DO THIS => Rewrite the part of the material that opens with the line containing "Given the photo provided, confirm whether any small island" and closes with the line containing "148 190 257 221", both lines included. Keep every line, but multiply each bounding-box coordinate in the answers by 1.5 and round to whole numbers, with halves rounded up; all other numbers stay as they are.

Excerpts from a detection dataset =>
^^^^^^^^^^^^^^^^
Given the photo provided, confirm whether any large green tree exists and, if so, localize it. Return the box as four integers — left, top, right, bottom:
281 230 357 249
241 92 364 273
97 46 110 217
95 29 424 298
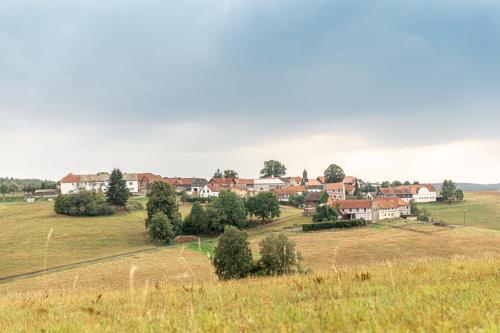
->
246 192 281 221
224 169 238 179
146 182 182 234
213 226 253 280
441 180 457 202
149 212 175 245
0 183 9 201
182 202 207 235
106 168 131 207
324 164 345 183
259 234 300 275
260 160 286 178
210 191 247 229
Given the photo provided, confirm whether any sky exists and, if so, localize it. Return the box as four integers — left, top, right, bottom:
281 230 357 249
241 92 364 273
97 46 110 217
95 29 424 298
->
0 0 500 183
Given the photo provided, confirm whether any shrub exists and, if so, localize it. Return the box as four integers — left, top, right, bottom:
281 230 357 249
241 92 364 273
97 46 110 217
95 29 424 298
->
54 190 116 216
182 202 207 235
213 226 253 280
149 212 175 245
302 220 367 232
258 234 300 275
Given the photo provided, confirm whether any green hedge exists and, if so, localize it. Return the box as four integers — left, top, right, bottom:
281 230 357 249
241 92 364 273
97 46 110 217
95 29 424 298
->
302 220 367 231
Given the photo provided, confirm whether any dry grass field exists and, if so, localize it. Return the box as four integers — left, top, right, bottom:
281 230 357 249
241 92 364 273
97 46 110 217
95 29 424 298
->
0 257 500 332
419 192 500 230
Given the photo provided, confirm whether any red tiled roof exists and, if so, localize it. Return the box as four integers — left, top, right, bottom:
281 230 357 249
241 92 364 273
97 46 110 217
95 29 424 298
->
344 176 356 184
61 172 80 183
323 183 344 191
335 200 373 209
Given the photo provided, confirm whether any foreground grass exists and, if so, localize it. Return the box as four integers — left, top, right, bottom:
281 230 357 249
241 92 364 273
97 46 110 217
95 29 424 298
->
419 192 500 230
0 257 500 332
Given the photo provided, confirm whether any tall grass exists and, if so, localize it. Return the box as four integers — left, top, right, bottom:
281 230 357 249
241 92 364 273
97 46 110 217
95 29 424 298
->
0 256 500 332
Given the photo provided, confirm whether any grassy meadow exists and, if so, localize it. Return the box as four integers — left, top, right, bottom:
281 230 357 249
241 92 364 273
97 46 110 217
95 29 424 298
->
0 257 500 332
419 192 500 230
0 194 500 332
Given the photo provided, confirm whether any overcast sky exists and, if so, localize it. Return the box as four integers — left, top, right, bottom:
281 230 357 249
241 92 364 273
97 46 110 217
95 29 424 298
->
0 0 500 183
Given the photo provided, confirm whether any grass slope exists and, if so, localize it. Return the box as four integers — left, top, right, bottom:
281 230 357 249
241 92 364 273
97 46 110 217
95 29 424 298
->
0 257 500 332
419 192 500 230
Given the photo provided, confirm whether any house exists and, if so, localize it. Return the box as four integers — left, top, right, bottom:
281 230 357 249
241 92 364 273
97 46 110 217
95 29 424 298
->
33 189 57 198
378 184 437 202
208 178 236 190
234 178 255 190
254 178 285 192
343 176 357 195
271 186 306 202
199 184 224 198
305 179 323 192
137 173 163 195
323 183 345 200
60 172 139 195
280 176 302 186
335 200 378 221
304 192 334 207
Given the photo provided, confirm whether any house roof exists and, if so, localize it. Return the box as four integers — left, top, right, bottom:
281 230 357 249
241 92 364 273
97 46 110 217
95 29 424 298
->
344 176 356 184
305 192 322 202
271 186 306 195
61 172 80 183
234 178 255 185
306 179 322 186
335 200 373 209
254 178 285 185
323 183 345 191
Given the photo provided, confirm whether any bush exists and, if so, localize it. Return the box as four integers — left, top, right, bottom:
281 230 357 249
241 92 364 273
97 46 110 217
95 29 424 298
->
182 202 207 235
54 190 116 216
126 201 144 211
149 212 175 245
213 225 253 280
257 234 300 275
302 220 367 231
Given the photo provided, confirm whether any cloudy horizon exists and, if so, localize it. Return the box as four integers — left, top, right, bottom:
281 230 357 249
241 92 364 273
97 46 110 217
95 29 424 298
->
0 0 500 184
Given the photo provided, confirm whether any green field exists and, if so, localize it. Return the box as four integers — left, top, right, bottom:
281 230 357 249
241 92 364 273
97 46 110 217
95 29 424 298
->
419 192 500 230
0 194 500 332
0 257 500 332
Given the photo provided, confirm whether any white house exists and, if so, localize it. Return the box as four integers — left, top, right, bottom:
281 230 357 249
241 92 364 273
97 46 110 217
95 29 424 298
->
199 184 222 198
60 173 140 195
254 178 286 192
335 200 377 221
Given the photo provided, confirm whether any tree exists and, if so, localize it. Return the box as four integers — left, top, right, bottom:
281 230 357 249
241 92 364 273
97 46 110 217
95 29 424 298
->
247 192 281 221
209 191 247 229
325 164 345 183
106 169 130 207
288 193 306 207
259 234 300 275
213 226 253 280
182 202 207 235
313 204 339 222
0 183 9 201
9 182 19 196
260 160 286 178
149 212 175 245
224 170 238 179
146 182 182 234
24 183 37 195
441 180 457 202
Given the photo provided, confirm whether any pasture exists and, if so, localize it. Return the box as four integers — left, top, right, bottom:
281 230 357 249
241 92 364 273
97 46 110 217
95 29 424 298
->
419 192 500 230
0 256 500 332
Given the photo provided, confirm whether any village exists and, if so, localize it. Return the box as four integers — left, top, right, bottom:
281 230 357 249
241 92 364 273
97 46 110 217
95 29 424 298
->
56 166 438 222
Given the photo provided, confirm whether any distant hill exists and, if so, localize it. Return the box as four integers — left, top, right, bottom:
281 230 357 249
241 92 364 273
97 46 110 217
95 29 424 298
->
433 183 500 192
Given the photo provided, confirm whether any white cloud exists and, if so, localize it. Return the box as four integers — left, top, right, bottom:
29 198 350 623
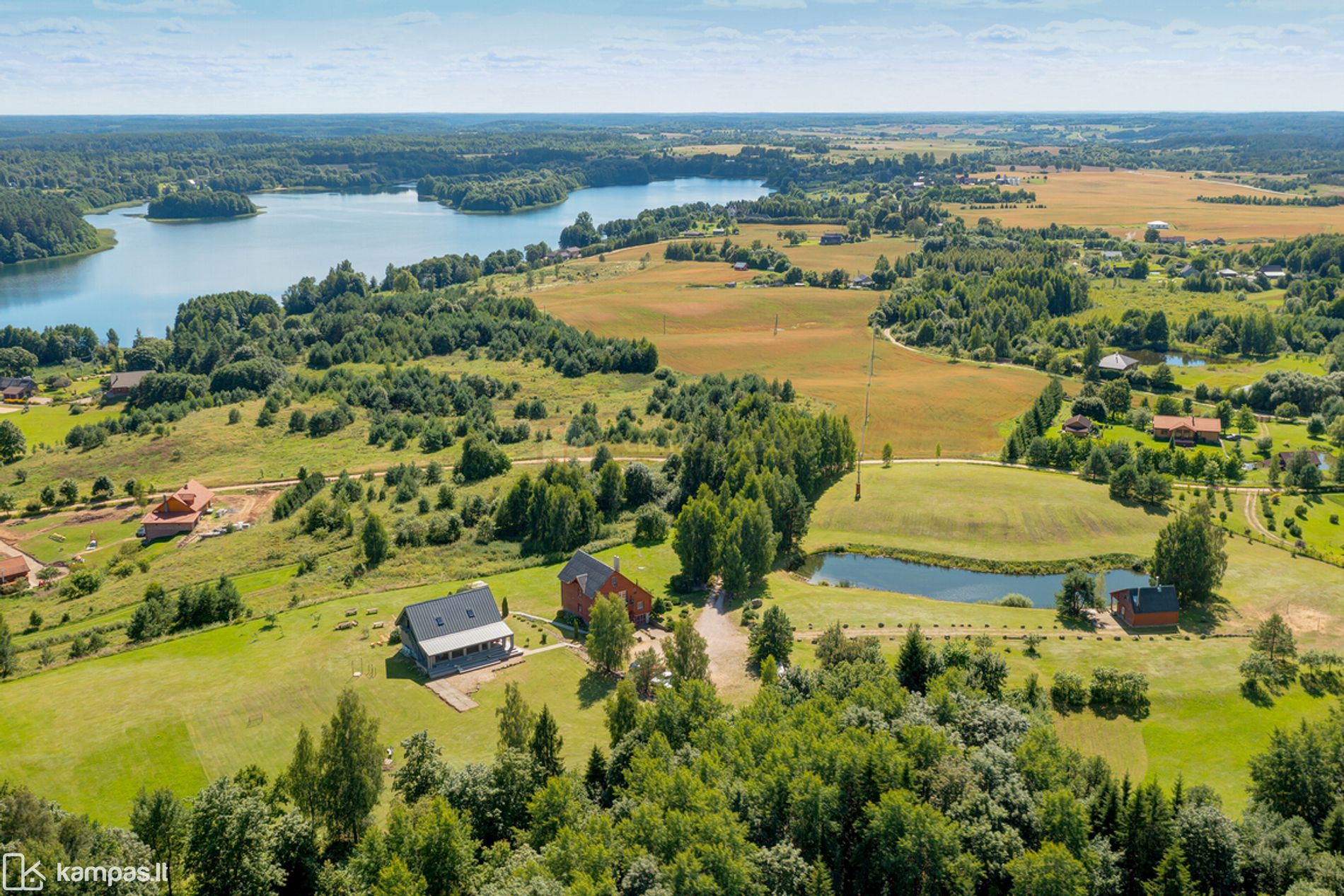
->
379 9 438 27
0 16 108 37
93 0 238 16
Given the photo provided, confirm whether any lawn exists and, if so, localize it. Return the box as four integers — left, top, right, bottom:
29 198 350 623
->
533 248 1045 457
0 598 612 823
951 169 1344 242
770 575 1344 813
0 354 661 506
0 405 121 451
806 463 1166 560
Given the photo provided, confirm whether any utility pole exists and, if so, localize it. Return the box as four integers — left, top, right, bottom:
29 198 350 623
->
854 327 878 501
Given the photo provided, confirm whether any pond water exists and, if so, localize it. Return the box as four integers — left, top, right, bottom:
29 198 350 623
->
1123 349 1208 367
0 178 770 335
801 554 1148 607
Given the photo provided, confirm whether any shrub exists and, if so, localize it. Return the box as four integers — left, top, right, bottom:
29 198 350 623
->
1050 672 1090 712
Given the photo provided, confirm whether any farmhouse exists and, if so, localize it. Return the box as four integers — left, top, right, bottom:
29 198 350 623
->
1153 414 1223 448
106 371 149 397
0 557 28 588
0 376 37 402
397 584 520 678
558 549 653 624
1110 584 1180 629
141 479 215 542
1096 352 1138 373
1059 414 1091 438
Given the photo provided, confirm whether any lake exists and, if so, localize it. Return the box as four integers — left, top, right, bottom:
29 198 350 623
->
0 178 770 335
1125 349 1208 367
801 554 1148 607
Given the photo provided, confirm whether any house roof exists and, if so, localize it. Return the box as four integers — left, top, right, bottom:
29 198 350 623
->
1110 584 1180 615
141 479 215 523
108 371 153 388
1153 414 1223 434
1096 352 1138 371
557 549 615 598
397 584 512 656
0 557 28 579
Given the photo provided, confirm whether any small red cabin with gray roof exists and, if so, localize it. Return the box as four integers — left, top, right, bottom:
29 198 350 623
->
557 551 653 626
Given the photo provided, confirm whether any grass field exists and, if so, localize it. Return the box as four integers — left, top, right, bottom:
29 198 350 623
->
770 575 1344 811
0 354 661 506
951 170 1344 242
0 405 121 451
533 248 1045 457
0 544 678 821
806 463 1166 560
1074 281 1285 321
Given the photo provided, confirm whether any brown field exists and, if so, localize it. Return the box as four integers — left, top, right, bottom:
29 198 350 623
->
533 240 1044 457
951 169 1344 242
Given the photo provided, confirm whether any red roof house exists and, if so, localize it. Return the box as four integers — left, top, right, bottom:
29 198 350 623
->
141 479 215 542
1153 414 1223 446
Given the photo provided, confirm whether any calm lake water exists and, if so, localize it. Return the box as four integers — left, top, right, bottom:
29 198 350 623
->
802 554 1148 607
1125 349 1208 367
0 178 770 335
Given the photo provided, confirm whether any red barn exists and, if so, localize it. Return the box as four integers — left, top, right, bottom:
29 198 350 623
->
557 551 653 626
1110 584 1180 629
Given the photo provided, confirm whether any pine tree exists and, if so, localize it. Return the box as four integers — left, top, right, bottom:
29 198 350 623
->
528 704 564 778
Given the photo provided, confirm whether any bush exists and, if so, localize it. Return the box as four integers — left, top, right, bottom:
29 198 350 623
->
635 504 668 542
1050 672 1091 712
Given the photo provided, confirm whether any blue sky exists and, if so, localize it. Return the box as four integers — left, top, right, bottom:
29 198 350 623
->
0 0 1344 114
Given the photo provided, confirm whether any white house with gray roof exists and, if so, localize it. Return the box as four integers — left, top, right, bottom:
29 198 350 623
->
397 584 520 678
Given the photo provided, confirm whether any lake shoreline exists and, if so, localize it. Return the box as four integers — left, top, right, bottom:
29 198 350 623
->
0 228 117 269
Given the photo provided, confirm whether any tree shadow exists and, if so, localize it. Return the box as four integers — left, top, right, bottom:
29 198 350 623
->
578 669 615 709
1242 680 1274 709
383 651 429 685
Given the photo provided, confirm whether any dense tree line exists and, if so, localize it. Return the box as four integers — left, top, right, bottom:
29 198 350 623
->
10 620 1344 896
0 190 98 264
149 190 257 221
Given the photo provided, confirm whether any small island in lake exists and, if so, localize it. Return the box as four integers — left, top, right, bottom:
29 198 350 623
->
146 190 261 221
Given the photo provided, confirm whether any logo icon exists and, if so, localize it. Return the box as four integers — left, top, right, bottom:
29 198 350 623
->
0 853 47 893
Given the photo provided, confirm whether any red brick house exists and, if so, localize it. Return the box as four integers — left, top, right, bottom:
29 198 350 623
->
141 479 215 542
1153 414 1223 448
557 551 653 626
108 371 153 397
1110 584 1180 629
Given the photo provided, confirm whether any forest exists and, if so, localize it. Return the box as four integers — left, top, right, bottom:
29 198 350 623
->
0 190 100 264
148 190 257 221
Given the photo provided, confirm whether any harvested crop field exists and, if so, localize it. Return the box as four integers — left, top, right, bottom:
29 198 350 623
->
533 254 1045 457
950 170 1344 240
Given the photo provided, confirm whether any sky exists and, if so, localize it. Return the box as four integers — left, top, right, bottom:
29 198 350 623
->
0 0 1344 114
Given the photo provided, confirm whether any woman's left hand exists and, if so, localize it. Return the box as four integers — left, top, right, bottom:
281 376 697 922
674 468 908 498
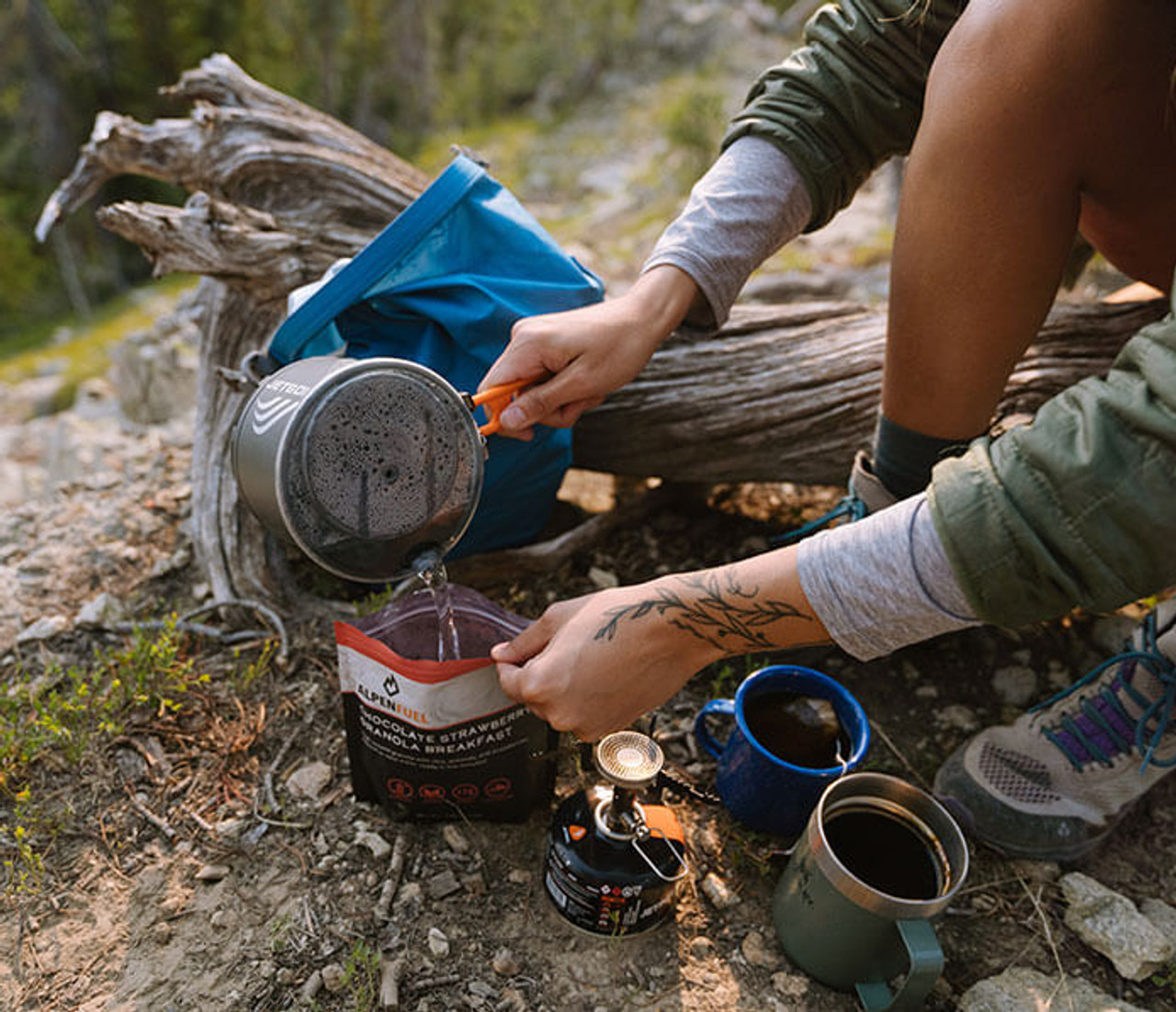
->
491 579 723 742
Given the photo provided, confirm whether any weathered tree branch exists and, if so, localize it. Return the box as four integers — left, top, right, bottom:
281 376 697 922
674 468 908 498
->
38 56 1164 601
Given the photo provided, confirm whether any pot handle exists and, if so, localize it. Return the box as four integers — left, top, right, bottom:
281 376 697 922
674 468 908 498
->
469 381 534 436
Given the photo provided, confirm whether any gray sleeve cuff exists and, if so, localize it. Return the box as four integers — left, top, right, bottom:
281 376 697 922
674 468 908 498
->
642 137 812 329
797 493 978 660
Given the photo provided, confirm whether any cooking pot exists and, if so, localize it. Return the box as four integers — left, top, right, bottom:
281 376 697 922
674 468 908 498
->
232 356 526 584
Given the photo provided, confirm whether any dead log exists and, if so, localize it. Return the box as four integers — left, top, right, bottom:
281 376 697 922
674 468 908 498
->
37 55 1163 606
575 299 1167 484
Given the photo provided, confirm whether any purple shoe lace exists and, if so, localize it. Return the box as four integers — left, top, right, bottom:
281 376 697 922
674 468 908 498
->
1044 612 1176 773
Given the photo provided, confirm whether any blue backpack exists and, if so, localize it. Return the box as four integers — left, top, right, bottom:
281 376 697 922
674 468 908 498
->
261 155 605 557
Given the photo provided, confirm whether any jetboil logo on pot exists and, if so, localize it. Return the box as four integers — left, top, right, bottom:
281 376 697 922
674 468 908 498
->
249 381 311 436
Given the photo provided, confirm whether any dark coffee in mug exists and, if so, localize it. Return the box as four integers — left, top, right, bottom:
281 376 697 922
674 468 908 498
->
824 805 950 900
743 690 850 769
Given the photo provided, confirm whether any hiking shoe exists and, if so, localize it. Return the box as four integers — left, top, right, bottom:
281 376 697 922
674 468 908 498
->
935 601 1176 861
772 449 899 546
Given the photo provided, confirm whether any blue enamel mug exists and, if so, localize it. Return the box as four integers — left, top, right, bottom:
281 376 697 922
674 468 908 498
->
694 664 870 836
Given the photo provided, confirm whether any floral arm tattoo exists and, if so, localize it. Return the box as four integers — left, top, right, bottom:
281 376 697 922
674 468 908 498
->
594 570 812 654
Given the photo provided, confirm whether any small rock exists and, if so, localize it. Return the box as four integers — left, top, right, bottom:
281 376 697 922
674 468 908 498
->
740 931 780 970
394 882 424 919
1009 858 1062 885
114 748 147 784
935 702 979 733
356 830 391 861
772 971 808 1001
698 872 740 910
694 823 723 858
427 869 461 899
17 616 70 646
958 966 1144 1012
491 946 520 977
74 591 126 630
298 970 322 1005
286 759 332 802
992 665 1037 709
466 980 499 1000
320 962 347 995
461 872 486 895
588 566 621 591
494 987 526 1012
1061 872 1176 980
441 823 469 854
1139 897 1176 945
428 927 449 959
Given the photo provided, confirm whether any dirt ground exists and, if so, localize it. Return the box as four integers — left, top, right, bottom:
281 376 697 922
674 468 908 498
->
0 454 1176 1012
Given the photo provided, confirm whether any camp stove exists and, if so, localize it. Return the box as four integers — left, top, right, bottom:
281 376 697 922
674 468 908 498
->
543 731 689 936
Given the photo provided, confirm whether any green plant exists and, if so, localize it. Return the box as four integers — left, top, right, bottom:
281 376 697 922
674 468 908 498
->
0 787 51 895
0 617 209 893
344 939 379 1012
232 639 278 692
663 84 727 180
1151 959 1176 1000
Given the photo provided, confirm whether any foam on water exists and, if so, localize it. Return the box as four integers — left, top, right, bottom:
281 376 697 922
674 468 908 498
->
282 370 482 580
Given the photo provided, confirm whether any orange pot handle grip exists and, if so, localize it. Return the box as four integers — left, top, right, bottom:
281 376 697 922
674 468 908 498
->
469 381 534 436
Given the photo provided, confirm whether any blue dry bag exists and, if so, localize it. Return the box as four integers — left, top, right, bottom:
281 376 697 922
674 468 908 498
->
268 155 605 557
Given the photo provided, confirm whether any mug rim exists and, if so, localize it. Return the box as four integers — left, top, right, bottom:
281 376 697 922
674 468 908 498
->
805 769 971 920
734 664 870 777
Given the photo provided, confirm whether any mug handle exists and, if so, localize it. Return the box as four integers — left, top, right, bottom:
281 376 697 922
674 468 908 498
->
857 920 944 1012
694 699 735 759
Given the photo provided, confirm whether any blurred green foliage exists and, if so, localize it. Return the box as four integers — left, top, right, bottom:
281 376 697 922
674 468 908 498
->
0 0 651 356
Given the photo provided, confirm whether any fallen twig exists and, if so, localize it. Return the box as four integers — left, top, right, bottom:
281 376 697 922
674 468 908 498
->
375 830 408 921
123 784 175 840
1017 875 1066 1007
870 719 932 790
413 973 465 995
379 956 407 1008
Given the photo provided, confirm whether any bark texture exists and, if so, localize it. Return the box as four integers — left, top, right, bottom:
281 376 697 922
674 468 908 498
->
37 55 1164 606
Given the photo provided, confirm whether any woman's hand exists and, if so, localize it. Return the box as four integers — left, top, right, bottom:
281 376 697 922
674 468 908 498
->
491 580 722 742
479 266 697 439
491 546 829 742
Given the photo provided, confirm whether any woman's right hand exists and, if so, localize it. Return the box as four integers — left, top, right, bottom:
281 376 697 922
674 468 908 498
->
479 266 697 439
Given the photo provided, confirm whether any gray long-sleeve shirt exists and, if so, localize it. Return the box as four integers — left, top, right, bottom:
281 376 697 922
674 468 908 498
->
644 137 976 660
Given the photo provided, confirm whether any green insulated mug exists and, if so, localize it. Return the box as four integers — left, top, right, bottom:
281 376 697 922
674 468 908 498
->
772 773 967 1012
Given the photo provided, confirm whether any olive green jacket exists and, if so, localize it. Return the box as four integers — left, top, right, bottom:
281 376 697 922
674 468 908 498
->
724 0 1176 625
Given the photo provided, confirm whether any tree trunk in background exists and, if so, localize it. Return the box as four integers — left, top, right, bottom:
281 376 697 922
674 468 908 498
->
38 55 1164 606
^^^^^^^^^^^^^^^^
PROBLEM SOLUTION =>
Given the photo provided, confirm whether any small island in lake exists and, if so, localize it. Return the box as four integers — left, top, right, bottom:
29 198 350 623
->
219 285 392 332
Given the photo provided, confirm whether any logo icon exists and, if so, localize it. Return the box as four integers — left, top, right, bottom:
29 198 350 623
->
0 1280 71 1340
Given the photo provided, confirm whether any red brick house exists and, if so, localize it. Return the box as four integers — left, top, right, bottom:
29 198 350 623
->
212 719 323 813
1730 621 1835 672
836 827 980 939
162 557 230 596
1665 876 1770 944
Given the photo provided, confirm whether any forest exists and, if so, localize it. Return the box as four integers — left, top, right, bottom:
29 198 350 623
->
0 285 150 396
222 285 386 332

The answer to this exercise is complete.